## PROBLEM
Extend the concert listings below with more entries in the same style, starting after the last sentence shown.

Bing & Ruth, Alice Boman
Murmrr Theatre
7 p.m., $15

David Moore’s electro-acoustic project Bing & Ruth’s most recent album, No Home of the Mind, employs fluttering piano arpeggios undercut by warm drones and wispy woodwinds to create a mood of gorgeous tranquility. Despite the lack of vocals, Moore’s fundamental emotionality comes through loud and clear in these languid tracks. Bing & Ruth are a great starting point for anyone curious about the world of ambient music, but heads will enjoy it just as much.

Daddy Issues, Thick, Blush
8 p.m., $10

Don’t ask us why the new hip-band-name trend is so paternal (Adult Mom, Soccer Mommy, and Acid Dad are just a sample), but whatever draws groups toward these familial labels seems to also help them make compelling music. Nashville’s Daddy Issues is no exception: The group plays ingratiatingly simple lo-fi grunge pop, but their music is anything but shallow. Their lyrics address sexual assault, abuse, and trauma in a direct and confrontational style. They’ll play alongside two of Brooklyn’s best up-and-coming bands: Thick and Blush.

Laurel Halo With Eli Keszler, Embaci
Public Arts
8 p.m., $20

On her many original productions, the electronic musician Laurel Halo combines warped vocals, synths, and drum beats to stretch and bend shards of dance music into something altogether stranger. On her last album, Dust, this approach birthed a masterpiece of fragmented sound. Laurel Halo will play live at this show with accompanying percussion from Eli Keszler, an artist who creates wildly inventive sound-based installations when he isn’t dazzling on the drums.

The Bunker LTD
Mike Servito
10 p.m., $15–$25

The still-relatively-new indoor space at Nowadays has provided an incredible platform for some of the underground scene’s best DJs to play extended sets they’d rarely be allowed to perform elsewhere. They’ll continue the trend this weekend with an eight-hour set by Chicago house DJ Mike Servito, presented by The Bunker LTD. Servito’s technical expertise is as precise as his song selection, and his deep knowledge of techno and house should more than fill this extended format.

Lil Xan, $teven Cannon, Lil Gnar
Brooklyn Steel
7 p.m., $30

The 21-year-old rapper Lil Xan is part of a new school of zoned-out, tatted-up young performers like Lil Uzi Vert and the late Lil Peep who augment their rap with a desperation that is impossible to ignore. “I wake up/I throw up/I feel like I’m dead,” Xan raps listlessly on his song “Wake Up.” This music connects to a generation of kids who have grown up in the post-recession world, plagued by pervasive war and doomed by the threat of global warming. Why not take a few Xanax and let it all pass you by?

## PROVIDED DATA
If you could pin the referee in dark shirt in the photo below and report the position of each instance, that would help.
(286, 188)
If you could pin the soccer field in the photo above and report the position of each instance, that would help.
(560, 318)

## TASK ANSWER
DJ Manny, Boylan, DJ Hank, Mel G
11 p.m., $15

Over the last few years, footwork has made its way out of the basements and warehouses of Chicago and onto the international stage. Footwork is both an electronic music style — known for its frenetic high-BPM beats, wild samples, and jungle and hip-hop influence — and a form of dance focused (as the name suggests) on hyper-speed foot movements. The genre is most associated with the Chicago label Teklife and its founder, producer DJ Rashad, a leader of the footwork movement who sadly passed away in 2014. At this party, up-and-coming Teklife acts like DJ Manny will take the stage, spinning their zealous productions.

Young M.A., Creek Boyz, Yerr Eli, Korleone
Music Hall of Williamsburg
8 p.m., $20

The Brooklyn rapper Young M.A. is a fascinating presence on the scene, a queer woman of color who has fully appropriated the persona of a hardened young-male rapper, boasting about pussy, violence, drugs, and more. She pulls it off, putting a new spin on well-worn material and playing with gender identity to boot as she does so. Her single, “Ooouuu,” is a dark club hit that’s been remixed by Nicki Minaj and others. Empire fans: The Freda Gatz character (one of the best rappers on the show) was originally based on Young M.A., but she turned down the part. She wanted to meet the world on her own stage.

Laraaji, Dallas Acid
National Sawdust
10:30 p.m., $13

Laraaji, one of the pioneers of ambient and new-age music, is known for his early collaborations with Brian Eno. Laraaji is an initiated swami and has spent most of his career fascinated by Eastern mysticism, something that is deeply intertwined with his music. On his many albums, the artist makes use of instruments like zither and mbira. His newest, Vision Songs Vol. 1, is a departure for him — he rarely uses vocals — and it’s one of his best efforts in years.

Bad History Month, Shell of a Shell, No One & the Somebodies
7:30 p.m., $10

Bad History Month (formerly Fat History Month) is a band that expands the purview of emo into expressive, post-rock territory. On their new album, Dead and Loving It: An Introductory Exploration of Pessimysticism, bandleader Sean Bean explores the edges of nihilism and, against expectations, finds comfort there. “Now that I know what it means to be nothing, I can finally imagine what it is to be free,” he exclaims on the single “Being Nothing.” Entering the void has never felt so good.